- **依頼文**: 下の行から「wheel」という語を含む行をすべて抜き出し、一字も変えずに写す。大文字と小文字は区別する。

- **データ**:

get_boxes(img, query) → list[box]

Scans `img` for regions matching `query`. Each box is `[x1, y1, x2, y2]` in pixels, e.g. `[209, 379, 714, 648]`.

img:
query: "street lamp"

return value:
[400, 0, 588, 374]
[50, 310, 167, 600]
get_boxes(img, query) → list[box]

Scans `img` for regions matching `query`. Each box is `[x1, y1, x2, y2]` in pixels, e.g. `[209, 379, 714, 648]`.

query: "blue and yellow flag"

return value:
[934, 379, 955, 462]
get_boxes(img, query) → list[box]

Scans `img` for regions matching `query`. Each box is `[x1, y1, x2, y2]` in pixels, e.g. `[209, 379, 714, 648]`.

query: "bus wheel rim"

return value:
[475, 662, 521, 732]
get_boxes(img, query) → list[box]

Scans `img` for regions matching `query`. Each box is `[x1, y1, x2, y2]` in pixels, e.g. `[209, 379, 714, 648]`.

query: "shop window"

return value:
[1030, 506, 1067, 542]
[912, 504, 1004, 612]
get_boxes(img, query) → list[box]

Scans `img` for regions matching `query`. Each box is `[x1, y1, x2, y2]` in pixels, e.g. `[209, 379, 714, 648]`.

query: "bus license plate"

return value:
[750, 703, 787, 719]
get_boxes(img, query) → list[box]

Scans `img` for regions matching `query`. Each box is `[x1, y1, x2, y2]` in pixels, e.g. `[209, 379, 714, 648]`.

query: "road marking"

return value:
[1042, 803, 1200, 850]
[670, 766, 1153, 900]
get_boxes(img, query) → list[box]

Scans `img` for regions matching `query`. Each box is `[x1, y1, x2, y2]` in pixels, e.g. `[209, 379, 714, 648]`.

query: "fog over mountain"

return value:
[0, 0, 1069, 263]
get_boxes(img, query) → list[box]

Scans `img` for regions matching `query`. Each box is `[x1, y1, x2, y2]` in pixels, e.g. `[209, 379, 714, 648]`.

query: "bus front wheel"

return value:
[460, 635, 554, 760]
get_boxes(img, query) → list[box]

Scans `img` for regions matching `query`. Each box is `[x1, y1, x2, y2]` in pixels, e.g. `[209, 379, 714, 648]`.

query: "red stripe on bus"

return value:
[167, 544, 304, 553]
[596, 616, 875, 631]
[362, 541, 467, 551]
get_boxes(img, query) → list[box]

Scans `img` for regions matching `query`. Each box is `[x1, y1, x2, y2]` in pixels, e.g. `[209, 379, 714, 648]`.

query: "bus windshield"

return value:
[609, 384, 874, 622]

- **回答**:
query: "bus wheel rim"
query: "bus front wheel"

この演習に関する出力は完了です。